[begin Exercise data]

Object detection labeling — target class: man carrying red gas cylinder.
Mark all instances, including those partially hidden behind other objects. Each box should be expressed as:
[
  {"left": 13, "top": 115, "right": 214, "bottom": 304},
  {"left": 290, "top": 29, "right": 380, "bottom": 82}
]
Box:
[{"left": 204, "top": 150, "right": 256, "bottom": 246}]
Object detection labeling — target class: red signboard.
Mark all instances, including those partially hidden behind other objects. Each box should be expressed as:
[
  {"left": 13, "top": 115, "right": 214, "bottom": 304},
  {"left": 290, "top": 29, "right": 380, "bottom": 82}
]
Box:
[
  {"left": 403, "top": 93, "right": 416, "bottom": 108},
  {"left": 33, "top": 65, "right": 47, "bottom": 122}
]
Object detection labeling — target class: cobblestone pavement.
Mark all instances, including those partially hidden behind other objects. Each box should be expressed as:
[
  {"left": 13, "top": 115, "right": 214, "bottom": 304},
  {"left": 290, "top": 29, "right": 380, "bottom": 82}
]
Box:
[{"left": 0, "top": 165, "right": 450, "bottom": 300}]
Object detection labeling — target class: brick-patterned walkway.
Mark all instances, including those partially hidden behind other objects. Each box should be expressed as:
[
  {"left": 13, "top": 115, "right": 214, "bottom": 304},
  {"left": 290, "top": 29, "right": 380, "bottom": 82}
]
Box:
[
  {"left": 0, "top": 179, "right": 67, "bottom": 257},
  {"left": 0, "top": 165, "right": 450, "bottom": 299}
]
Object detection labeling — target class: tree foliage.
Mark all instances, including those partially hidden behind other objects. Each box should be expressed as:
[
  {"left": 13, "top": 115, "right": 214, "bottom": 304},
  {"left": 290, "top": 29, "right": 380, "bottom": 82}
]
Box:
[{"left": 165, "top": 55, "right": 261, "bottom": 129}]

[end Exercise data]
[begin Exercise data]

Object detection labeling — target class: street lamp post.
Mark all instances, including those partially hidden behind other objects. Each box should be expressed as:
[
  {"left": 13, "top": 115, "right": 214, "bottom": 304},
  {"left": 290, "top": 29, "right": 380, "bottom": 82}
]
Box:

[end Exercise data]

-- Stated problem --
Find each line in the material above that contains the word "lamp", and copy those lines out. Case counts, so match only that exact capitalization.

-- Correct result --
Object detection labeling — target class: street lamp post.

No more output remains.